== Exercise goal ==
Return all the records, each one exactly as given.

== Information ==
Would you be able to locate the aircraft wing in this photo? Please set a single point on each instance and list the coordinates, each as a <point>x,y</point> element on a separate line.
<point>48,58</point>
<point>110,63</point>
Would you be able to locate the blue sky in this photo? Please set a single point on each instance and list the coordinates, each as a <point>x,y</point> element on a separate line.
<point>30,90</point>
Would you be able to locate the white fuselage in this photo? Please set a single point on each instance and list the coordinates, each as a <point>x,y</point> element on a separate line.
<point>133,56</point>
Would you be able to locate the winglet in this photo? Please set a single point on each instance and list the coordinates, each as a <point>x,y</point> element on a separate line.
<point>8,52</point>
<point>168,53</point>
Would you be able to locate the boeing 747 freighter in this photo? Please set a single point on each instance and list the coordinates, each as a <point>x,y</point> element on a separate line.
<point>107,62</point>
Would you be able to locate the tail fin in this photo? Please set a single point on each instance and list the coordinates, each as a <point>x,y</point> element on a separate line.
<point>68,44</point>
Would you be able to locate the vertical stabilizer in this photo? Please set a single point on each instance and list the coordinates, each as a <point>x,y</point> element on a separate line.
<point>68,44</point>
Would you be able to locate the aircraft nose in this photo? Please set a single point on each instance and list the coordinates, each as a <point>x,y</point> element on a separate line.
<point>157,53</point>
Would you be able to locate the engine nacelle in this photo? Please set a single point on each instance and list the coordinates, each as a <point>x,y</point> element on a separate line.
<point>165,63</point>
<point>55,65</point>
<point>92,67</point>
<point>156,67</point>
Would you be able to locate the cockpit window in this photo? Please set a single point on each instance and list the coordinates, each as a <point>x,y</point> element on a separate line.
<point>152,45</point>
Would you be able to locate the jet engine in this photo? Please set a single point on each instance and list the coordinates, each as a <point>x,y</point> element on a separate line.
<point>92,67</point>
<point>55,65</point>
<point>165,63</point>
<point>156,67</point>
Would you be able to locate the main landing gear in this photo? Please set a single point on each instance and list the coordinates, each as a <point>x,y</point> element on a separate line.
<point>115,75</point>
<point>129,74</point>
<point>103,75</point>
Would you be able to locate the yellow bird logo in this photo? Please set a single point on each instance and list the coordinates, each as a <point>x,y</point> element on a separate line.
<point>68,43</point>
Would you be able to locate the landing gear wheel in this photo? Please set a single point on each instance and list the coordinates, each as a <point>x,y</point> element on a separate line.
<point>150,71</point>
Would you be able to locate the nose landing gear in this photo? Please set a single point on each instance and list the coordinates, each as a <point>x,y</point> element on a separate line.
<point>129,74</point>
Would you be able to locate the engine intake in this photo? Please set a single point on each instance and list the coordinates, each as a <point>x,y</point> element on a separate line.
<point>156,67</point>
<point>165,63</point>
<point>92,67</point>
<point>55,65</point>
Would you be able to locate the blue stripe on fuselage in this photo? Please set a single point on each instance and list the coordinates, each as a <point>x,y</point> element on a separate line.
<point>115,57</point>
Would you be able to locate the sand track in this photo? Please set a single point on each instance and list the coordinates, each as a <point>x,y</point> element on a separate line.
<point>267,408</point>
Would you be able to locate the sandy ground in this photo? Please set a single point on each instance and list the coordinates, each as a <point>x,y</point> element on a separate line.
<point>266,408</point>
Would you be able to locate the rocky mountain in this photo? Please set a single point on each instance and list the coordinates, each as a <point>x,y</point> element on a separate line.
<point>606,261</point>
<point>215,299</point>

== Output ==
Would you be able to locate the aircraft wing in this photo? Please set a single point on each instance and list the coordinates, each as a <point>x,y</point> element on a separate line.
<point>48,58</point>
<point>110,63</point>
Would you be able to locate the blue sky in this photo? Please set a single point on each instance and list the coordinates, each as a <point>x,y</point> element on a separate line.
<point>30,90</point>
Would you be able to locate the white fuselage in this photo? Please set a single point on each instance and list the coordinates, each as a <point>x,y</point> element on a separate line.
<point>133,56</point>
Would you be able to locate the winglet in this photo? Please set a single point on each instance and list the coordinates, each as a <point>x,y</point> element on a separate line.
<point>8,52</point>
<point>168,53</point>
Would you be able to locate the boeing 747 freighter in this photo? Please set a single point on each instance and list the coordinates, each as a <point>x,y</point> element on a separate line.
<point>107,62</point>
Would you be able to locate the tail fin in this photo? Please set a single point on each instance and list the coordinates, each as a <point>x,y</point> element on a separate line.
<point>68,44</point>
Would you be able to locate the vertical stabilizer in this photo? Please set a single point on each instance and list the coordinates, each as a <point>x,y</point> element on a separate line.
<point>68,44</point>
Would you be able to locate the aircraft nose in this photo? Please set a single point on each instance and list the coordinates, each as a <point>x,y</point> element on a separate line.
<point>157,53</point>
Would you be able to locate the engine nacelle in this photo? Please set a single point on each instance and list the coordinates, each as a <point>x,y</point> element on a separate line.
<point>165,63</point>
<point>55,65</point>
<point>92,67</point>
<point>156,67</point>
Would you be able to locate the cockpit window in this photo? Please set a single point on each instance and list the coordinates, each as a <point>x,y</point> element on a separate line.
<point>152,45</point>
Would you be able to locate the jet engine in this photo? Please set a single point on each instance and list the coordinates, each as a <point>x,y</point> element on a separate line.
<point>92,67</point>
<point>55,65</point>
<point>165,63</point>
<point>156,67</point>
Would you be able to locate the main landing gear in this photo? Please set a single point on each instance and list the coordinates, each as a <point>x,y</point> element on a separate line.
<point>115,75</point>
<point>129,74</point>
<point>103,75</point>
Would you be able to locate the yellow bird logo in this photo? Please set a single point on each instance and list the coordinates, each as a <point>x,y</point> element on a separate line.
<point>68,43</point>
Would you be able to locate the landing gear wheel in this photo? Please set a single point on each instance and list the coordinates, each as a <point>x,y</point> element on a separate line.
<point>150,71</point>
Would you be able to locate the nose landing gear in this photo? Please set a single point on each instance and list the coordinates, each as a <point>x,y</point> element on a separate line.
<point>129,74</point>
Would you be able to locate the engine intake in this photo? Please set a single point on each instance and list the coordinates, each as a <point>x,y</point> element on a separate line.
<point>156,67</point>
<point>165,63</point>
<point>92,67</point>
<point>55,65</point>
Would you be able to locate the blue stripe on fuselage in this photo? Please set a single point on each instance and list the coordinates, each as a <point>x,y</point> element on a separate line.
<point>115,57</point>
Would you be able to locate the sand track in this photo? Please set a single point on each instance and list the coordinates, each as a <point>x,y</point> element on a separate line.
<point>267,408</point>
Would you be able to locate the sandy ground in this photo? Please set a single point on each instance and list the coordinates, each as a <point>x,y</point> element on a separate line.
<point>266,408</point>
Would you be able to locate the rocky mountain in this photo? Please set a single point on each instance and list the coordinates, each as a <point>x,y</point> element on a separate line.
<point>606,261</point>
<point>215,299</point>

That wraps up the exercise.